■ BRANO SCELTO:
********************
Stefano Sertoli, sindaco di Ivrea (coalizione di centro-destra):
«Fermo restando che ci sono servizi essenziali che dovrebbero essere il più possibile gestiti in maniera sociale ed efficiente, nel mio ruolo di Sindaco non posso che adeguarmi a quello che Governo e Legislatore promulgano».
Francesco Comotto, Viviamo Ivrea: «Nonostante da decenni la deriva liberista del mercato abbia dimostrato la propria inadeguatezza a risolvere con equità ed equilibrio il problema di pubblici servizi sempre più carenti (quando ci sono) ci tocca assistere oggi, nell’assenza di confronto e dibattito pubblico, al tentativo di privatizzare ciò che era ancora rimasto in capo alla Pubblica Amministrazione, Comuni compresi. Il tentativo è ancora più fastidioso perché oltre a cadere dall’alto non è esplicito, ma tende a creare delle condizioni capestro per quei Comuni, magari virtuosi, che hanno sempre gestito con parsimonia ed efficienza i propri servizi. Regole e procedure che sono chiaramente indirizzate verso il privato mettendo, di fatto, la P.A. nelle condizioni di non poter più gestire in proprio praticamente nulla. Viene da chiedersi come si sia potuti arrivare ad una situazione politica e sociale dove non ci si lamenta nemmeno più e si prende per buono tutto quanto propinato dall’esecutivo essendo diventato il Parlamento solamente più un elemento di contorno.»
Massimo Fresc, M5S: «I servizi pubblici gestiti dagli Enti Locali sono la condizione ideale per amministrare, perché possono permettere un controllo democratico delle istituzioni locali, possono essere vicini alle esigenze dei cittadini, possono dare autonomia, forza e ricchezza alle comunità. Sebbene quindi sia prioritaria, resta il fatto che in taluni casi la gestione pubblica ha dato pessimi risultati per incompetenza, interessi illegittimi, collusioni e condizioni oggettive che non hanno permesso un offerta competitiva rispetto alla gestione privata. La gestione delle autostrade italiane, con il crollo del ponte Morandi, ha mostrato dove può portare la gestione privata quando mancano ferrei controlli pubblici e contratti che tutelino l’interesse pubblico. Localmente, nonostante l’esito del referendum sull’acqua pubblica, viviamo sulla nostra pelle i limiti e l’infinita distanza della società per azioni SMAT dai cittadini e dalle amministrazioni comunali spesso inascoltate. Abbiamo bisogno di una politica attenta ai diritti e bisogni di noi cittadini, di persone oneste che tutelino l’interesse pubblico, che possano valutare senza pregiudizi quale tipo di gestione dei servizi sia più vicina alle persone.»
********************
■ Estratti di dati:
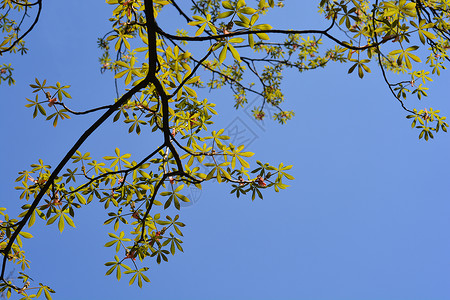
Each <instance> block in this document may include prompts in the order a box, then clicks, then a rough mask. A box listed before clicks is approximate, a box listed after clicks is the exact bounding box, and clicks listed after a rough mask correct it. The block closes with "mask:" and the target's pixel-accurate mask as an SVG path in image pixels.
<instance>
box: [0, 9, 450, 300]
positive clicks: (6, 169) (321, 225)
mask: <svg viewBox="0 0 450 300" xmlns="http://www.w3.org/2000/svg"><path fill="white" fill-rule="evenodd" d="M304 2H307V1H292V0H291V1H286V7H285V9H283V10H281V11H280V12H283V15H281V14H280V15H279V16H280V18H279V19H277V20H273V21H272V22H271V24H272V25H273V26H274V27H280V28H314V29H317V28H324V27H325V26H326V24H325V23H324V22H323V21H322V18H321V16H319V15H318V14H316V9H315V6H314V5H311V4H307V5H305V4H304ZM311 2H313V1H311ZM110 16H111V9H110V7H108V6H107V5H106V4H104V3H103V1H44V9H43V15H42V18H41V21H40V22H39V24H38V26H37V27H36V30H35V31H33V33H32V34H31V35H30V37H29V39H28V41H27V45H28V47H29V48H30V52H29V54H28V55H26V56H23V57H19V56H14V57H12V56H9V55H6V56H3V57H2V58H1V60H0V62H2V63H3V62H13V63H14V67H15V68H16V73H15V74H16V80H17V84H16V85H15V86H13V87H8V86H7V85H3V84H2V85H1V86H0V99H1V101H0V105H1V111H2V112H3V114H2V118H1V119H0V126H1V128H2V131H1V135H2V147H1V148H0V154H1V155H0V164H1V165H2V167H3V171H2V172H1V173H0V176H1V177H0V178H1V179H0V180H1V189H0V205H1V206H6V207H8V210H10V212H14V211H18V210H17V207H19V206H21V205H23V204H24V202H22V201H19V199H18V196H19V193H18V192H17V191H15V190H14V189H13V187H14V186H15V184H14V180H15V178H16V177H17V172H18V171H21V170H24V169H27V168H28V167H29V165H30V164H32V163H35V162H36V161H37V160H38V159H39V158H42V159H43V160H44V162H46V163H48V164H51V165H53V166H55V165H56V164H57V162H59V160H60V159H61V158H62V157H63V155H64V153H65V152H66V151H67V150H68V149H69V147H70V146H71V145H72V144H73V142H74V141H75V140H76V139H77V137H78V136H79V135H80V134H81V133H82V132H83V131H84V130H85V129H86V128H87V127H88V125H89V124H90V122H91V121H92V120H94V119H95V117H96V116H95V115H93V116H87V117H75V118H73V119H72V120H70V121H65V122H61V124H60V126H58V127H57V128H56V129H54V128H53V127H52V126H51V123H49V122H44V121H43V119H42V118H37V119H34V120H33V119H32V111H30V110H27V109H26V108H25V107H24V105H25V104H26V100H25V98H31V97H32V93H31V89H30V88H29V87H28V84H29V83H32V82H33V81H34V78H35V77H37V78H39V79H44V78H46V79H47V80H48V82H50V83H55V82H56V81H60V82H61V83H63V84H70V85H72V88H71V94H72V96H73V101H71V103H72V107H73V108H75V109H78V108H79V109H80V110H81V109H84V108H91V107H94V106H98V105H105V104H109V103H111V101H113V99H114V84H113V81H112V80H111V76H110V75H101V74H100V71H99V66H98V63H97V62H98V56H99V55H100V52H99V51H98V49H97V48H96V39H97V37H99V36H102V35H103V34H104V33H105V32H107V31H109V29H110V27H109V24H108V22H107V19H108V18H109V17H110ZM160 22H161V21H160ZM164 23H165V22H162V25H166V24H164ZM348 68H349V66H348V65H331V66H330V67H328V68H326V69H323V70H318V71H312V72H306V73H302V74H297V73H295V72H289V73H286V76H285V80H284V82H283V84H284V88H285V92H286V98H287V101H286V105H287V107H288V108H289V109H293V110H295V112H296V117H295V118H294V120H292V121H291V122H289V123H288V124H287V125H286V126H280V125H278V124H276V123H274V122H270V121H269V122H265V123H258V124H257V123H255V122H254V121H253V120H252V119H251V118H249V116H248V115H247V114H246V112H245V111H244V110H241V111H235V110H234V109H233V108H232V105H233V99H232V95H231V93H229V92H227V91H225V90H222V91H219V92H217V93H212V94H205V95H203V96H205V97H207V98H208V99H210V100H211V101H213V102H215V103H217V104H218V109H219V112H220V113H221V114H222V115H221V116H222V117H220V118H217V119H216V122H217V123H216V126H217V127H216V128H222V127H228V128H230V129H231V128H233V126H234V125H235V124H237V123H233V122H240V123H239V124H241V125H240V128H245V132H244V137H243V136H242V133H241V136H240V137H239V138H245V137H251V138H252V143H251V145H250V146H249V150H251V151H253V152H255V153H256V155H255V157H256V158H257V159H259V160H261V161H268V162H271V163H274V164H277V163H278V162H284V163H285V164H292V165H294V168H293V171H292V174H293V175H294V176H295V178H296V180H295V181H293V182H292V187H291V188H289V189H288V190H286V191H283V192H281V193H272V192H268V193H266V194H265V197H264V200H263V201H261V200H255V201H254V202H252V201H251V199H250V198H249V197H247V198H246V197H243V198H239V199H236V198H234V197H233V196H231V195H230V194H229V191H230V187H229V186H226V185H224V184H221V185H219V184H207V185H205V188H204V189H203V191H202V193H201V194H200V195H198V198H197V202H196V203H194V205H191V206H188V207H184V208H183V209H182V211H181V212H180V214H181V216H182V220H183V222H184V223H186V224H187V227H186V228H185V230H184V233H185V238H184V244H183V246H184V250H185V253H184V254H178V255H176V256H174V257H170V258H169V262H168V263H164V264H161V265H156V264H155V263H153V261H149V263H148V265H149V266H150V268H151V270H150V272H149V274H148V276H149V278H150V279H151V281H152V283H151V284H147V285H146V286H145V287H144V288H142V289H139V288H138V287H137V286H132V287H129V286H128V282H127V281H126V280H124V279H125V278H124V279H122V281H120V282H117V280H116V279H115V278H114V277H106V276H104V274H105V272H106V270H107V268H106V267H105V266H104V265H103V264H104V262H106V261H108V260H111V258H112V257H113V256H114V254H115V253H114V251H113V250H112V249H109V248H104V247H103V245H104V244H105V243H106V242H107V241H108V237H107V234H106V232H108V231H109V229H110V228H108V227H106V226H102V224H103V221H104V220H105V218H106V213H105V212H104V210H103V209H102V206H101V205H99V204H96V203H92V204H90V205H89V206H87V207H83V208H82V209H81V210H79V211H78V212H77V215H76V219H75V223H76V226H77V228H76V229H73V228H67V230H65V231H64V232H63V234H60V233H59V231H58V230H57V228H56V226H50V227H49V226H43V224H42V222H41V224H40V225H37V226H34V227H33V228H32V229H31V233H32V234H33V235H34V236H35V238H34V239H32V240H30V241H27V242H26V251H27V253H28V257H29V259H31V261H32V269H31V271H30V272H29V273H30V274H31V276H32V277H34V278H36V280H38V281H39V282H43V283H45V284H49V285H50V286H51V287H52V288H54V289H55V290H56V291H57V294H56V295H55V299H70V300H72V299H73V300H75V299H111V300H112V299H126V298H129V299H136V298H138V297H139V298H140V299H450V289H449V286H450V282H449V280H450V242H449V230H450V229H449V228H450V218H449V215H450V214H449V213H450V197H449V196H450V190H449V186H450V185H449V167H450V162H449V159H448V154H449V150H450V141H449V135H448V134H438V135H437V138H436V139H435V140H433V141H431V142H424V141H422V140H418V132H417V131H416V130H412V129H411V127H410V123H409V121H408V120H406V119H405V118H404V116H405V113H404V111H402V109H401V107H400V106H399V105H398V103H397V102H396V101H395V99H393V98H392V96H391V95H390V93H389V91H388V89H387V87H386V86H385V84H384V83H383V81H382V78H381V76H380V73H379V71H378V69H377V68H376V66H372V70H373V71H372V74H369V75H368V76H367V77H365V78H364V80H360V79H359V78H357V76H356V74H352V75H347V69H348ZM449 80H450V77H449V76H448V74H446V73H445V72H444V74H443V76H441V78H440V79H438V80H435V81H434V82H433V83H432V84H431V85H430V87H431V88H432V89H431V91H430V93H429V95H430V97H429V98H428V99H425V100H422V102H418V101H417V100H416V99H413V98H411V100H409V101H408V104H409V105H411V106H412V107H418V108H422V107H430V106H431V107H433V108H440V109H441V111H443V112H444V113H446V114H450V103H449V101H448V82H449ZM236 117H238V120H237V121H233V120H236V119H235V118H236ZM242 124H245V125H242ZM111 125H112V123H111V122H106V124H105V125H104V126H103V127H102V128H101V129H100V130H99V131H98V132H97V133H95V134H94V136H92V137H91V138H90V139H89V140H88V142H87V143H86V144H85V145H84V146H83V148H82V151H89V152H91V153H92V155H93V156H94V157H97V158H99V157H101V156H105V155H111V154H112V153H113V151H114V148H115V147H119V148H121V150H122V151H123V152H127V153H132V154H133V158H135V159H136V160H137V158H139V157H141V156H142V155H144V154H145V153H148V151H150V150H152V149H153V148H152V147H153V146H154V144H153V142H152V141H154V140H152V139H153V138H154V136H153V135H151V134H148V133H144V134H143V135H142V136H139V137H137V136H135V135H133V136H131V135H128V134H127V128H126V127H123V126H122V127H117V126H111Z"/></svg>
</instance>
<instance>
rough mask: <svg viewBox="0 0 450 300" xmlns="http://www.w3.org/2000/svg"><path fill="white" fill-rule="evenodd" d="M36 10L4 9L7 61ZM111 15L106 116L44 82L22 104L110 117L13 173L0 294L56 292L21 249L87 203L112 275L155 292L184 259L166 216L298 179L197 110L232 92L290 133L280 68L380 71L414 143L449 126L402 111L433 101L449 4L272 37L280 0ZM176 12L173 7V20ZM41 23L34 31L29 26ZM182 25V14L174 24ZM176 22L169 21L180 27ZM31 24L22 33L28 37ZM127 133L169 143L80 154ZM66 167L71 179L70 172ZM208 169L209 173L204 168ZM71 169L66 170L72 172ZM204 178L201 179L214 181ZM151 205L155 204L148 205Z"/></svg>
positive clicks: (443, 64) (329, 7)
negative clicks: (174, 28)
mask: <svg viewBox="0 0 450 300" xmlns="http://www.w3.org/2000/svg"><path fill="white" fill-rule="evenodd" d="M42 2H43V1H42V0H37V1H36V2H30V1H28V0H2V1H1V2H0V3H1V4H0V5H1V9H2V13H1V14H0V27H1V28H2V35H3V40H2V41H1V42H0V54H1V55H11V54H15V53H20V54H26V52H27V48H26V43H25V38H26V36H27V35H28V34H29V33H30V32H32V30H33V28H34V26H35V25H36V24H37V22H38V21H39V16H40V13H41V10H42ZM106 2H107V4H109V5H111V7H112V9H113V16H112V18H111V19H109V21H110V23H111V31H110V32H108V33H106V34H105V35H104V36H103V37H101V38H99V39H98V46H99V48H100V49H101V50H102V52H103V53H102V55H101V57H100V68H101V71H102V72H112V73H113V74H114V78H115V79H116V81H117V85H116V86H117V89H116V93H117V97H116V99H114V101H111V102H112V103H111V104H110V105H106V106H101V107H95V108H90V109H88V110H85V111H75V110H73V109H71V108H70V106H71V105H70V102H71V101H72V100H71V98H72V97H71V95H70V85H65V84H61V83H59V82H56V83H55V84H49V83H47V81H46V80H45V79H38V78H36V80H35V82H33V83H31V84H30V87H31V88H32V90H31V91H30V95H32V96H30V98H29V99H27V102H28V103H27V104H26V107H28V108H30V109H31V110H32V111H33V112H32V114H33V118H36V117H44V118H45V119H46V120H48V121H52V123H53V126H57V125H58V122H61V121H63V120H65V119H70V118H71V117H73V116H78V115H86V114H93V113H102V115H101V116H100V117H99V118H98V119H97V121H95V122H94V123H93V124H92V125H91V126H90V127H89V128H88V130H87V131H86V132H85V133H84V134H82V135H81V136H80V138H79V139H78V141H77V142H76V143H75V144H74V145H73V146H72V148H71V149H70V150H69V151H68V152H67V153H66V155H65V157H64V158H63V159H62V160H61V162H60V163H58V164H57V165H56V167H55V168H54V170H53V171H52V168H51V167H50V165H47V164H46V162H44V161H42V160H39V161H38V162H37V163H35V164H32V165H31V166H30V169H29V170H25V171H22V172H19V176H18V177H17V180H16V181H17V183H18V186H17V188H16V189H17V190H19V191H20V196H19V198H20V199H24V200H25V201H27V203H26V204H24V205H23V206H22V209H23V212H22V213H21V214H20V215H19V216H17V218H12V217H10V216H9V215H8V213H7V212H6V209H5V208H2V207H0V215H1V217H2V219H1V220H0V250H1V253H2V255H3V257H2V259H3V260H2V269H1V274H0V279H1V282H0V292H1V293H5V294H6V295H7V297H8V298H9V297H10V296H11V295H12V293H19V294H21V295H23V299H28V298H31V297H39V296H41V295H44V296H45V297H46V298H47V299H50V298H51V293H53V292H54V291H53V290H52V289H51V288H50V287H49V286H47V285H44V284H39V285H34V284H32V282H31V279H30V278H29V276H28V275H27V274H26V273H23V272H25V271H26V269H27V268H29V261H28V260H27V259H26V256H25V251H24V249H23V243H22V238H25V239H28V238H32V235H31V234H30V233H27V232H25V231H24V228H25V226H26V225H28V227H31V226H32V225H34V224H35V222H36V221H37V220H43V222H45V224H47V225H50V224H53V223H55V224H57V226H58V228H59V230H60V231H61V232H62V231H63V230H64V228H65V226H66V225H69V226H73V227H74V226H75V225H74V224H75V223H74V217H75V212H76V209H78V208H80V207H82V206H84V205H87V204H89V203H90V202H92V201H93V200H96V201H99V202H101V203H103V205H104V207H105V210H107V212H108V218H107V219H106V220H105V222H104V223H105V225H109V226H111V227H112V228H113V232H112V233H109V237H110V239H111V240H110V241H109V242H107V243H106V244H105V247H111V249H112V252H113V254H112V258H111V259H110V261H108V262H106V263H105V265H106V267H107V271H106V274H107V275H110V274H114V275H115V276H116V278H117V279H118V280H120V279H121V277H122V275H126V276H127V280H129V283H130V285H131V284H134V283H136V284H137V285H138V286H140V287H141V286H142V285H143V282H144V281H145V282H149V281H150V280H149V278H148V277H147V275H146V271H147V270H148V269H149V268H148V267H147V266H146V265H145V263H147V261H148V260H151V259H152V258H153V259H155V260H156V262H157V263H158V264H159V263H161V262H162V261H167V260H168V257H169V256H170V255H174V254H175V253H177V252H179V251H183V247H182V243H183V241H182V238H183V233H182V228H183V227H184V226H185V224H184V223H182V221H181V220H180V216H179V215H178V214H175V215H172V216H169V215H167V216H163V212H162V211H163V210H165V209H169V208H170V207H172V208H174V209H175V210H179V209H180V207H181V203H182V202H189V201H190V199H189V198H188V196H187V194H186V192H185V191H186V189H187V188H188V187H192V186H195V187H196V188H198V189H201V187H202V183H204V182H206V181H217V182H218V183H221V182H223V183H227V184H229V185H230V186H231V193H232V194H236V196H237V197H239V196H241V195H246V194H249V195H250V196H251V198H252V200H254V199H255V198H257V197H258V198H262V197H263V191H264V190H265V189H268V188H273V189H274V190H275V191H277V192H278V191H280V190H282V189H285V188H287V187H288V185H287V180H293V179H294V178H293V177H292V175H290V174H289V170H290V169H291V167H292V166H289V165H287V166H286V165H284V164H283V163H280V164H278V165H275V166H273V165H270V164H268V163H263V162H260V161H256V164H255V165H254V166H253V167H252V166H251V164H250V163H251V162H252V160H249V158H251V157H252V156H253V153H251V152H248V151H246V150H245V146H244V145H233V144H231V143H229V142H228V140H229V137H227V136H225V135H224V130H223V129H220V130H217V131H209V130H208V127H211V125H212V124H213V117H214V116H215V115H217V112H216V111H215V109H214V107H215V105H214V103H211V102H210V101H208V100H207V99H199V97H198V95H197V91H198V90H199V89H201V88H205V87H207V88H209V89H219V88H222V87H225V86H227V87H229V88H230V89H231V90H232V91H233V93H234V106H235V107H236V108H237V109H238V108H240V107H244V106H245V105H247V99H248V97H249V95H253V94H254V95H259V96H260V97H261V99H262V100H261V103H260V105H259V106H257V107H255V108H254V109H253V116H254V117H255V118H256V119H258V120H262V119H264V118H265V117H266V114H267V111H268V110H267V108H268V107H270V108H275V109H276V112H275V113H274V114H273V115H271V116H269V117H270V118H273V119H274V120H276V121H278V122H279V123H282V124H284V123H286V122H287V121H289V120H290V119H291V118H292V117H293V116H294V112H293V111H287V110H285V109H284V108H283V102H284V95H283V92H282V90H281V81H282V78H283V71H284V70H285V69H295V70H298V71H299V72H304V71H308V70H313V69H317V68H324V67H326V66H327V65H328V64H329V63H331V62H338V63H346V64H348V66H349V69H348V73H356V74H357V76H358V77H359V78H361V79H362V78H364V76H365V75H366V74H367V73H370V72H372V70H371V68H377V69H379V70H380V73H381V74H382V76H383V78H384V80H385V82H386V85H387V88H388V89H389V90H390V92H391V93H392V96H393V98H394V99H396V100H397V101H398V102H399V104H400V105H401V107H402V108H403V109H404V110H405V111H406V117H407V118H408V119H410V120H411V122H412V123H411V126H412V127H413V128H417V129H418V131H419V138H420V139H422V138H423V139H425V140H429V139H430V138H431V139H432V138H434V134H435V133H437V132H439V131H444V132H446V131H447V127H448V124H447V123H446V121H445V120H446V117H445V116H441V115H440V111H439V110H437V109H433V108H431V107H430V108H410V107H409V105H408V104H407V102H406V100H407V99H408V100H409V98H411V97H413V98H414V97H417V98H418V100H421V99H422V97H426V96H427V90H428V87H427V83H428V82H430V81H432V78H433V77H434V76H439V75H440V73H441V71H442V70H444V69H445V68H446V67H445V64H446V63H447V62H448V60H449V57H448V54H447V50H448V49H449V48H450V45H449V37H450V32H449V28H450V22H449V17H450V7H449V5H450V3H448V1H445V0H413V1H409V0H398V1H397V0H394V1H378V0H377V1H361V0H347V1H344V0H342V1H331V0H321V1H320V3H318V8H319V13H320V14H321V15H322V16H323V17H324V18H325V22H324V24H325V29H299V30H298V29H274V28H273V27H272V25H269V24H267V23H266V22H265V21H264V20H265V19H267V18H268V16H269V15H270V13H271V12H272V11H273V10H274V9H282V7H283V6H284V5H283V2H282V1H278V2H275V1H274V0H254V1H251V0H247V1H244V0H238V1H218V0H196V1H184V2H183V4H182V5H181V3H178V2H181V1H175V0H170V1H169V0H127V1H123V0H107V1H106ZM169 8H171V9H172V10H169ZM173 9H175V11H176V12H177V14H176V17H178V18H179V20H178V21H176V24H177V26H178V28H179V29H178V30H177V31H176V32H175V33H171V32H168V31H167V30H165V29H164V28H162V27H160V26H159V25H160V23H158V18H159V17H160V16H163V15H164V14H165V13H167V11H169V12H170V13H171V14H173ZM32 13H34V16H33V17H32V22H31V23H30V24H26V23H27V22H26V20H27V16H29V15H31V14H32ZM173 17H174V18H175V15H174V16H173ZM174 22H175V21H174ZM25 27H26V28H25ZM1 83H3V84H5V83H7V84H8V85H12V84H14V83H15V79H14V69H13V66H12V65H11V64H10V63H4V64H2V65H0V84H1ZM109 118H112V119H113V120H114V122H119V121H120V122H124V124H125V125H126V126H127V128H128V132H129V133H130V134H137V135H139V134H140V133H141V132H142V131H143V130H150V131H152V132H154V134H155V136H159V137H160V139H161V141H160V144H159V146H158V147H155V149H153V151H151V153H148V155H147V156H145V157H141V158H139V159H137V160H136V161H134V160H132V159H131V154H129V153H125V154H124V153H122V152H121V151H120V149H118V148H116V149H115V151H114V154H112V155H107V156H104V157H102V158H93V157H92V156H91V154H90V153H89V152H87V153H82V152H80V150H79V148H80V146H81V145H82V144H83V143H84V141H85V140H86V139H87V138H88V137H89V135H90V134H92V133H93V132H94V131H95V130H96V129H97V128H98V127H99V126H100V125H102V123H104V121H105V120H107V119H109ZM69 162H72V163H73V164H71V166H74V168H73V169H72V168H67V167H66V165H67V164H68V163H69ZM199 165H201V166H202V169H200V168H199V167H198V166H199ZM64 168H65V170H64ZM204 170H207V171H206V172H205V171H204ZM154 206H155V207H154ZM8 262H13V263H16V264H18V265H20V266H21V269H22V271H23V272H20V274H18V276H16V277H15V278H6V276H5V270H6V264H7V263H8Z"/></svg>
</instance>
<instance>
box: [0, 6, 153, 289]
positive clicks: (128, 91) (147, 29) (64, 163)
mask: <svg viewBox="0 0 450 300" xmlns="http://www.w3.org/2000/svg"><path fill="white" fill-rule="evenodd" d="M39 8H40V9H41V4H39ZM40 9H39V12H40ZM145 14H146V16H147V18H148V19H150V20H152V19H153V3H152V1H151V0H145ZM37 19H38V18H36V21H35V23H36V22H37ZM153 21H154V19H153ZM35 23H34V24H35ZM33 26H34V25H33ZM31 29H32V28H31ZM147 30H148V32H152V31H153V32H155V30H154V22H148V21H147ZM29 31H30V30H29ZM149 52H150V53H155V54H156V35H155V34H154V36H153V37H149ZM153 57H154V56H152V55H151V56H150V58H149V67H150V72H149V73H148V74H147V76H145V78H144V79H143V80H142V81H141V82H139V83H138V84H137V85H136V86H134V87H133V88H132V89H130V90H129V91H128V92H127V93H125V94H124V95H123V96H122V97H121V98H120V99H119V100H118V101H117V102H116V103H115V104H114V105H112V106H111V108H110V109H108V110H107V111H106V112H105V113H104V114H103V115H102V116H101V117H100V118H99V119H97V121H95V123H94V124H92V125H91V126H90V127H89V128H88V129H87V130H86V131H85V132H84V133H83V134H82V135H81V137H80V138H79V139H78V140H77V141H76V143H75V144H74V145H73V146H72V148H71V149H70V150H69V151H68V152H67V153H66V155H65V156H64V158H63V159H62V160H61V161H60V163H59V164H58V165H57V167H56V168H55V170H54V171H53V172H52V173H51V175H50V177H49V178H48V179H47V181H46V183H45V185H44V186H43V187H42V189H41V191H40V192H39V194H38V195H37V196H36V198H35V199H34V201H33V203H32V204H31V206H30V208H29V209H28V211H27V213H26V214H25V216H24V217H23V218H22V220H21V221H20V222H19V226H18V227H17V229H16V230H15V231H14V232H13V234H12V236H11V238H10V239H9V241H8V244H7V245H6V247H5V248H4V249H3V250H2V251H1V252H2V253H3V255H4V256H3V261H2V270H1V273H0V280H3V281H5V279H4V275H5V270H6V262H7V259H8V254H9V252H10V251H11V248H12V245H13V244H14V241H15V240H16V238H17V236H18V235H19V233H20V232H21V231H22V229H23V227H24V226H25V225H26V223H27V221H28V220H29V218H30V217H31V215H32V214H33V212H34V210H35V209H36V207H37V206H38V204H39V202H40V201H41V199H42V197H43V196H44V195H45V194H46V193H47V191H48V189H49V188H50V186H51V185H52V184H53V182H54V180H55V179H56V178H57V176H58V174H59V172H60V171H61V170H62V168H63V167H64V166H65V165H66V164H67V162H68V161H69V160H70V158H71V157H72V156H73V155H74V154H75V152H76V150H78V148H79V147H80V146H81V145H82V144H83V143H84V142H85V141H86V139H87V138H88V137H89V136H90V135H91V134H92V133H93V132H94V131H95V130H97V128H98V127H100V125H102V124H103V122H105V121H106V120H107V119H108V118H109V117H110V116H111V115H112V114H113V113H114V112H115V111H116V110H117V109H118V108H119V107H120V106H121V105H123V104H124V103H125V102H126V101H128V100H129V99H130V98H131V97H132V96H133V95H134V94H135V93H137V92H138V91H139V90H141V89H142V88H145V87H146V86H147V85H148V84H149V83H150V81H151V79H152V77H154V76H155V75H154V73H152V72H151V71H155V70H156V61H154V60H153V61H152V59H153Z"/></svg>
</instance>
********************
■ ESERCIZIO 1: Nel brano sui servizi pubblici a Ivrea, quale società per azioni cita Massimo Fresc come distante dai cittadini e dalle amministrazioni comunali?
■ ESERCIZIO 2: Riprenda il brano sulle opinioni dei politici di Ivrea circa i servizi pubblici, proseguendolo dal punto in cui si interrompe.

■ RISULTATO 1: La SMAT.

■ RISULTATO 2:
Maurizio Perinetti, PD: «Le disposizioni previste dal “DDL Concorrenza” sono orientate a rendere più oneroso, in termini di procedura, il ricorso all’affidamento “in house” dei servizi pubblici da parte degli Enti Locali: una scelta sbagliata. Non va certamente negata la condizione di poter garantire la libera concorrenza, come previsto dalle normative europee, ma lo strumento dell’affidamento in house può costituire una importante e utile modalità di scelta per la gestione dei servizi pubblici. In questo ambito, come in tutti del resto, non bisogna avere visioni ideologiche: vanno fatte le scelte che meglio garantiscono il servizio ai cittadini. In alcuni casi questo è sicuramente garantito meglio da una gestione pubblica, in altri da una gestione privata. Le attuali norme per l’affidamento “in house” sono già abbastanza orientate all’obbligo di motivare una tale scelta da parte di chi la attua. Credo che su questo tema gli Enti Locali rappresentati dall’ANCI interverranno per rappresentare la necessità di una modifica del DDL approvato dal Consiglio dei Ministri.»
a cura di Cadigia Perini
* Nota fuori contesto: sono tutti uomini, l’auspicio è che alle prossime amministrative anche Ivrea, come tanti comuni più piccoli del nostro territorio, sappia candidare anche delle donne.